**Directions for this task:** Copy out exactly each line from the line with "For every instance of the dog's ear, imagine" through the last line of the material below.

Pointing records:
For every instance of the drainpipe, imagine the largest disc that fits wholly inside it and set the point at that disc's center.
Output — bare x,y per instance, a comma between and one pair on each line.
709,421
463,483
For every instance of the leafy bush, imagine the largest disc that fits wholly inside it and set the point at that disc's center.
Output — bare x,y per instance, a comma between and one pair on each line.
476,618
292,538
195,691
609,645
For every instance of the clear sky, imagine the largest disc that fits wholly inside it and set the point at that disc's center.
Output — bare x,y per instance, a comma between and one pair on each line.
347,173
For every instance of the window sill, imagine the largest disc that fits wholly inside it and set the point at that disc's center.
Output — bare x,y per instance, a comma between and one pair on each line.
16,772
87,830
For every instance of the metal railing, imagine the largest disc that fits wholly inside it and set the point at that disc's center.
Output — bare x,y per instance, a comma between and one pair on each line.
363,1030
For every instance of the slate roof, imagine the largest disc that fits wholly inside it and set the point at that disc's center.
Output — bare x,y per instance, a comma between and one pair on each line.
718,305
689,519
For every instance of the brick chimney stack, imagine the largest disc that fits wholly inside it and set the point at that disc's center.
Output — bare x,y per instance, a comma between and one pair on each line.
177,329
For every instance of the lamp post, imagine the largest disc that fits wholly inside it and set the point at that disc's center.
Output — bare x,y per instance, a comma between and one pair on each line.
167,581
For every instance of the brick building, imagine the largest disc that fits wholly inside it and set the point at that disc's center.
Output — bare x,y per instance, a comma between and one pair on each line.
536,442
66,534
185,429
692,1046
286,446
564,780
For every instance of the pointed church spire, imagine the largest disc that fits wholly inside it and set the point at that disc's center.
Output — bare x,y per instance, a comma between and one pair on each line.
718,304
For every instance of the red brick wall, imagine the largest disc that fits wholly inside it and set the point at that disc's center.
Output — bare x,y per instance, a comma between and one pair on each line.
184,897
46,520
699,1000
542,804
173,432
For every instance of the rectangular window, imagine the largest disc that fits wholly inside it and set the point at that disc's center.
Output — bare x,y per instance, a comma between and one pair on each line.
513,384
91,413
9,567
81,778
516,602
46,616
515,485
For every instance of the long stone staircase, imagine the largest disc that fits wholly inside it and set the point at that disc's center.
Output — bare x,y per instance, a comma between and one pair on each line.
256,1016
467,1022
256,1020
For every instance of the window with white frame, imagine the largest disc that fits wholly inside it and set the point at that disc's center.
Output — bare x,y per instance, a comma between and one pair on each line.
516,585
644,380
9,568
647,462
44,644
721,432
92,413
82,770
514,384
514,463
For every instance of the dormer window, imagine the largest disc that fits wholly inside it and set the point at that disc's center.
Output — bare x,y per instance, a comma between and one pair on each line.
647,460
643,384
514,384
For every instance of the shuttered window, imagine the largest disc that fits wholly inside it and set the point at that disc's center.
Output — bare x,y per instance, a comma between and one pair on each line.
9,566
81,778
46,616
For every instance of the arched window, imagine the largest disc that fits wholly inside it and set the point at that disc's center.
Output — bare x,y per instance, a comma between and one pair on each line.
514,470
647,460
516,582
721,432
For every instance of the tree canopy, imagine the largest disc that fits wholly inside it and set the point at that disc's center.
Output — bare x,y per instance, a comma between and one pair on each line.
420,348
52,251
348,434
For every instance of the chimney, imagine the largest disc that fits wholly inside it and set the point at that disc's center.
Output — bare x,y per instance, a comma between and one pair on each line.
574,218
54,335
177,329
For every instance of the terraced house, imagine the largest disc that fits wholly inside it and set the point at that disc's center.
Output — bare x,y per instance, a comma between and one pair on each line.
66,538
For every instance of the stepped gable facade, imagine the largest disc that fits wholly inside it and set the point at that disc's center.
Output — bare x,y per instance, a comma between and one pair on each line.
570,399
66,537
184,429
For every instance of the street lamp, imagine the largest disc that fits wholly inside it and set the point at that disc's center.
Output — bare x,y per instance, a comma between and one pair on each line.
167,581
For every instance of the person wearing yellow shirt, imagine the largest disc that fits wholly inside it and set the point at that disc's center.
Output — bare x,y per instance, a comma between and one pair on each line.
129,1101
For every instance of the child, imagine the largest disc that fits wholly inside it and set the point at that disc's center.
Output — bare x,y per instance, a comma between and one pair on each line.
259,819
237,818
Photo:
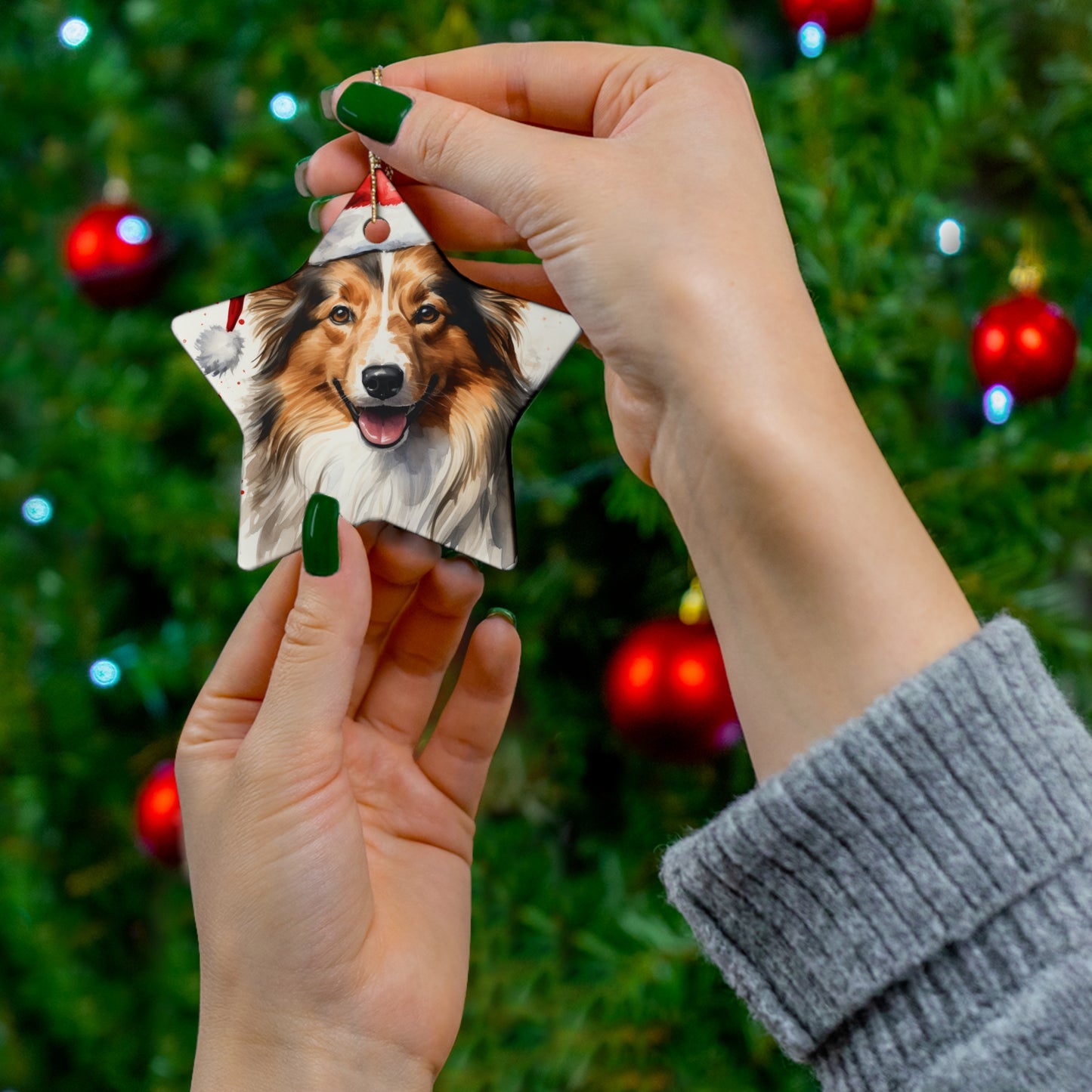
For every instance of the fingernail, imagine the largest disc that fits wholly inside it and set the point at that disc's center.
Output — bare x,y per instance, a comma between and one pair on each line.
507,615
326,102
373,110
312,214
301,178
320,535
447,552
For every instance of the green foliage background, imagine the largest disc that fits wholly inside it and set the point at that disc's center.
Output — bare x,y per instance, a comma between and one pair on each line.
582,976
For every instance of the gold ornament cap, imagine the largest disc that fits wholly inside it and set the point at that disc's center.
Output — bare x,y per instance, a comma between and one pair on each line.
692,608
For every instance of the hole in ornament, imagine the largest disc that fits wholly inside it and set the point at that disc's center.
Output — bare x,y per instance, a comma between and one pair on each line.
377,230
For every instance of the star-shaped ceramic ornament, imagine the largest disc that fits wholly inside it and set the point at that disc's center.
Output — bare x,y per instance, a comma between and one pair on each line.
378,375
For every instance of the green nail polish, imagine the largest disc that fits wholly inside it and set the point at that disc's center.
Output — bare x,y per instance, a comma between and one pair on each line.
321,557
301,177
376,112
507,615
312,214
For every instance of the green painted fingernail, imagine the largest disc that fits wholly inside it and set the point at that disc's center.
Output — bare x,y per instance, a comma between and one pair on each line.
301,177
312,214
373,110
321,557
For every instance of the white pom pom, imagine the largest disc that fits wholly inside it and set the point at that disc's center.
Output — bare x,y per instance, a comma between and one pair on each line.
218,350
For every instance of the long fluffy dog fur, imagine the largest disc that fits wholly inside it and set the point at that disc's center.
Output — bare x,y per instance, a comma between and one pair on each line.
447,478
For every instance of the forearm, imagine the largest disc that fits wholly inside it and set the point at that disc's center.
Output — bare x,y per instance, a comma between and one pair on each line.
824,588
242,1062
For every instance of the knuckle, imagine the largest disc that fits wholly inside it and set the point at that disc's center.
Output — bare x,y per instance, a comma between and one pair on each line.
436,147
307,630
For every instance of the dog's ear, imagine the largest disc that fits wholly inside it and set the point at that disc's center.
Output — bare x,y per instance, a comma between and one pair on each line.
281,314
503,320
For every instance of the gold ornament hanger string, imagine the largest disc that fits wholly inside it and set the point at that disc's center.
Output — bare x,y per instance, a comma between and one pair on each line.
377,230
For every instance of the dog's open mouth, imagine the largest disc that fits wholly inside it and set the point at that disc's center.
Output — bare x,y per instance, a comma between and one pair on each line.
382,426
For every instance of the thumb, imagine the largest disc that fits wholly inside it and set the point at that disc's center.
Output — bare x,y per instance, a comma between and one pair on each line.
512,169
299,725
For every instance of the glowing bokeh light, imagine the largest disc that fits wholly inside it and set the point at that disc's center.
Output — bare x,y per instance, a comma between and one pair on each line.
994,341
1030,339
37,510
73,33
162,800
283,106
691,673
998,404
104,674
134,230
950,237
641,670
812,39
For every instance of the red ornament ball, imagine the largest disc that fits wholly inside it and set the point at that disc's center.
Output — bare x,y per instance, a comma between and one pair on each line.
115,255
836,17
1027,345
159,817
667,692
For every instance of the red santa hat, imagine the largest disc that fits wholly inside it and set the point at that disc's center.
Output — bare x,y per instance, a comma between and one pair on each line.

**Solution for this problem:**
For every instance of the dog's ear, imagine the largest disc that fits wholly inside it and set the point at that disc's center.
Output — bare x,y per instance, a comma between and one pair on each line.
281,314
503,320
For every instance of the gold ornament hanger string, imagine the largest disc that fits wholly inside it and set the point at that disc's center.
Output — bare x,y per instance, a comma between and one pair on each line.
377,230
For every instance of the dog's open mouth, imagine the largest disc that fits wholly inside it and set the point at that disc's center.
Output — bare x,y per instance, a comma between and one pair on each line.
382,426
For every instance of the thumb, imagine the largest disc that fits wholly inside it and set the point at that disc's center.
Output — bare x,y per instance, a comma between and one pair on each line.
512,169
299,725
For every instance of the glowing bokeh light, imagine the largest disc that fits wholly inside it and set the point at that disc's center.
Output — bare x,y per instance, a comma between and one pair on each line.
994,341
1030,339
37,510
73,33
162,800
283,106
691,673
998,404
104,674
134,230
950,237
641,670
812,39
For every instance of the red ornament ball, imagine the largest disc that fits wholly inside it and set the point at that disc's center.
Output — bare x,y per instance, a comma between and one pair on each line.
115,255
836,17
1027,345
159,817
667,692
For every instance of the red santa hat, imagine the largest disc that fits wholly inside it and set the point at that disc's center.
Output — bare x,y per instance, a comma between and one pair on each line.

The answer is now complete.